### [PROBLEM TO WORK ON]
Lines before the one containing "Annotation task — point out every instance of the surfer" are left out; output the rest of the data exactly, through the final line.

--- --- ---

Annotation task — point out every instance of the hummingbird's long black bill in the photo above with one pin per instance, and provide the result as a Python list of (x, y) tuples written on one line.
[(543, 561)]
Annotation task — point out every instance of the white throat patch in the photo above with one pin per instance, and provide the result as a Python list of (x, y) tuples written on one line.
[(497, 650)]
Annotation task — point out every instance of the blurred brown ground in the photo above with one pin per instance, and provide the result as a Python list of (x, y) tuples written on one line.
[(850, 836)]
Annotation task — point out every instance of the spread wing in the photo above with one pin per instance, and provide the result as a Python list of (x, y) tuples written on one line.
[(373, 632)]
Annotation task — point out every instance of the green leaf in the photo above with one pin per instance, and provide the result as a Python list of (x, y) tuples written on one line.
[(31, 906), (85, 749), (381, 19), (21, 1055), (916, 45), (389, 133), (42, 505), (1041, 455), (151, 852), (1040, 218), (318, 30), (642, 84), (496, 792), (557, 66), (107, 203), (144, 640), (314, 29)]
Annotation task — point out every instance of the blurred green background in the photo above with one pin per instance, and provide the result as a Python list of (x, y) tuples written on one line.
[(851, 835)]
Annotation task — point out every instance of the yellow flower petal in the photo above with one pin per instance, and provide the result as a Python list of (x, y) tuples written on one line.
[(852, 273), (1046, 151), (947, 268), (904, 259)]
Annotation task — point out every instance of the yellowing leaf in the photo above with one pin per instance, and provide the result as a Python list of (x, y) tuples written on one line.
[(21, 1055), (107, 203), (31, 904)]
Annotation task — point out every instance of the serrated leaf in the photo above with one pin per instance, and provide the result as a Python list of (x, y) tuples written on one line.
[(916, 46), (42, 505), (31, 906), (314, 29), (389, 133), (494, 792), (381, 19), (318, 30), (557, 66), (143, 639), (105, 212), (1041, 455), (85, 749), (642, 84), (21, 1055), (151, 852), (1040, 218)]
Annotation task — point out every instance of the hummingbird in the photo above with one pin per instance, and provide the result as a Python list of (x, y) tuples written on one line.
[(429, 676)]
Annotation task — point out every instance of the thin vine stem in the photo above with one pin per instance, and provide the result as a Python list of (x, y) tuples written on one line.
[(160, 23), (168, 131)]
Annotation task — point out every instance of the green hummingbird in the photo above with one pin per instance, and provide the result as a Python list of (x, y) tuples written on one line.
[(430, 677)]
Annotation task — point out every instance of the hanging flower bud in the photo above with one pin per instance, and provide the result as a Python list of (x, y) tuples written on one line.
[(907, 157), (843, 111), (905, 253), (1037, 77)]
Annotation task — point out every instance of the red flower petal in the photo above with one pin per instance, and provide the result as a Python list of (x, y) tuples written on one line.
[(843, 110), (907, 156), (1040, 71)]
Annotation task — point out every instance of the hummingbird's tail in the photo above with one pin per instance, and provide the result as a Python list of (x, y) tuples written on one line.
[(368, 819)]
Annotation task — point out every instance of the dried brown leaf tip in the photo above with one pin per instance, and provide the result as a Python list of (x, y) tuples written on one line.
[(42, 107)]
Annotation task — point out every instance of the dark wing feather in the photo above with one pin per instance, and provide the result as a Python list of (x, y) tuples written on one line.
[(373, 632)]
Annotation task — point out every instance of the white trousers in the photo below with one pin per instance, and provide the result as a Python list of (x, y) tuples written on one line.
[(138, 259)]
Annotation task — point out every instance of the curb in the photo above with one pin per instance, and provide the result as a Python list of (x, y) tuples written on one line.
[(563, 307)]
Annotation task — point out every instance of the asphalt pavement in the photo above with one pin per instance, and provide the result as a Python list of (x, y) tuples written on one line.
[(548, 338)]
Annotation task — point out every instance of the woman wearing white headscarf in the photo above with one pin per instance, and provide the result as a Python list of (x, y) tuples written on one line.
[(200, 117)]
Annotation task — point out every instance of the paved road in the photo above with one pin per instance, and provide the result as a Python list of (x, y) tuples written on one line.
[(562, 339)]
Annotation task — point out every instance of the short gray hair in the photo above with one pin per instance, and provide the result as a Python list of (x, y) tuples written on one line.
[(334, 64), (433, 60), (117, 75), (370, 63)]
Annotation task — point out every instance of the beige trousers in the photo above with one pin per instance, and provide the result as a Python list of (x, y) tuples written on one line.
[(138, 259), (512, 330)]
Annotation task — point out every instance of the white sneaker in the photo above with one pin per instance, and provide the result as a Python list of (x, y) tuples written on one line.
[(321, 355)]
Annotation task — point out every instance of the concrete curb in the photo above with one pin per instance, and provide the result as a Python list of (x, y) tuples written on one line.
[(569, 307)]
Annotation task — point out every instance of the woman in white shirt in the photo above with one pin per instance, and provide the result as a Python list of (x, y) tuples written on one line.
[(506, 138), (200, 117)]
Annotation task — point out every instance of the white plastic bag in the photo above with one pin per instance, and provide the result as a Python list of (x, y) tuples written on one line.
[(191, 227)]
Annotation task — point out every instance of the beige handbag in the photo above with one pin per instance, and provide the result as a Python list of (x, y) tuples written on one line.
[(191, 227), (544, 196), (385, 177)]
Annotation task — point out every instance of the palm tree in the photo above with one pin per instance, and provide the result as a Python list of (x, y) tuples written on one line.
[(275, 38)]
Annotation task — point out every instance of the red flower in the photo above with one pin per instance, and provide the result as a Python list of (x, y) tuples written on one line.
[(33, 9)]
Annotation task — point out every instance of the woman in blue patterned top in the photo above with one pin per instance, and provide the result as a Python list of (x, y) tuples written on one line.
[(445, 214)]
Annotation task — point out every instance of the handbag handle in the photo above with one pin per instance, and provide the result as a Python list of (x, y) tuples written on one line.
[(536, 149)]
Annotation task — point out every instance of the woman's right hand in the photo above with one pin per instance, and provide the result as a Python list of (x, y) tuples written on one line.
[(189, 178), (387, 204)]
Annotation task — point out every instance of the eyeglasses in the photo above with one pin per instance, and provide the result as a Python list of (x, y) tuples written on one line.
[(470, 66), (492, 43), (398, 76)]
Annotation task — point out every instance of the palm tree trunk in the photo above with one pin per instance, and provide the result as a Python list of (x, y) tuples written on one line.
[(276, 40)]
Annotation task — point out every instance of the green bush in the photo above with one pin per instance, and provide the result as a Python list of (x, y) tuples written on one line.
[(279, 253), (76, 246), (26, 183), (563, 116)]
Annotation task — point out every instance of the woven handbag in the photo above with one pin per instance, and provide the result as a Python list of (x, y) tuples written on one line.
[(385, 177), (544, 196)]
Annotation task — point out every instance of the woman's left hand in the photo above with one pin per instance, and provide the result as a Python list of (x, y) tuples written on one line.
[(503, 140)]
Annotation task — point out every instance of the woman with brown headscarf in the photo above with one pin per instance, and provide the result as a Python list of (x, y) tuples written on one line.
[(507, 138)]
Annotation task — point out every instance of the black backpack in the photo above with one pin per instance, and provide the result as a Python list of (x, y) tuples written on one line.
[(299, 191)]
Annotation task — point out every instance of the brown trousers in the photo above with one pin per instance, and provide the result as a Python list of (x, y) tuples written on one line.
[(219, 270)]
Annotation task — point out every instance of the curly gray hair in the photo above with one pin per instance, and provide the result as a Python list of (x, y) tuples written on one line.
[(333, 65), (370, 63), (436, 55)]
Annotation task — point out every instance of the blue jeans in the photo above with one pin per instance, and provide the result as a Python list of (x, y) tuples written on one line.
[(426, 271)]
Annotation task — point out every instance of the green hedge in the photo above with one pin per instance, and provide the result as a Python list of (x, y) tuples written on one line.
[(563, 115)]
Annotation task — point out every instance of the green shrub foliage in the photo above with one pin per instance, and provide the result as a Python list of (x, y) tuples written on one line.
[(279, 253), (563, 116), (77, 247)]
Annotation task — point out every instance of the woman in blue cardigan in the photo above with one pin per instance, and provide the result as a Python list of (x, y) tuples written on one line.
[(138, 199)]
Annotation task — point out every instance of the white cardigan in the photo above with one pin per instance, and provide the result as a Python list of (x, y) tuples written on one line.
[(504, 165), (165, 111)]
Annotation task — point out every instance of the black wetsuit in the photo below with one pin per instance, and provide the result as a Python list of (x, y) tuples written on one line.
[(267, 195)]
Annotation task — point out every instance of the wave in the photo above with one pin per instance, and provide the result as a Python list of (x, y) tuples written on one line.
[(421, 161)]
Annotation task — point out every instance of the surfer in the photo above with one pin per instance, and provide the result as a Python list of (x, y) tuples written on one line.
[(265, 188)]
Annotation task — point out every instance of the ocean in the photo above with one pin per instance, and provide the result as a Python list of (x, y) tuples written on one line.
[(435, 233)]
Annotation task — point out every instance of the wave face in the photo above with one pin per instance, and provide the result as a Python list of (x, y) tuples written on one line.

--- --- ---

### [YOUR RESPONSE]
Annotation task — point out every instance of the surfer in the photo above with one pin per instance, and provide the result as a Python list of (x, y) tuples written on one line.
[(265, 188)]
Annotation task — point out every instance of the ocean in the photo above with one pin per instance, and provide the result as a Python list of (x, y) tuples written on one line.
[(435, 233)]
Annotation task — point out every instance of the wave face in the photo above with one pin per instance, and provide the result as a Python list of (x, y) tuples written on one line.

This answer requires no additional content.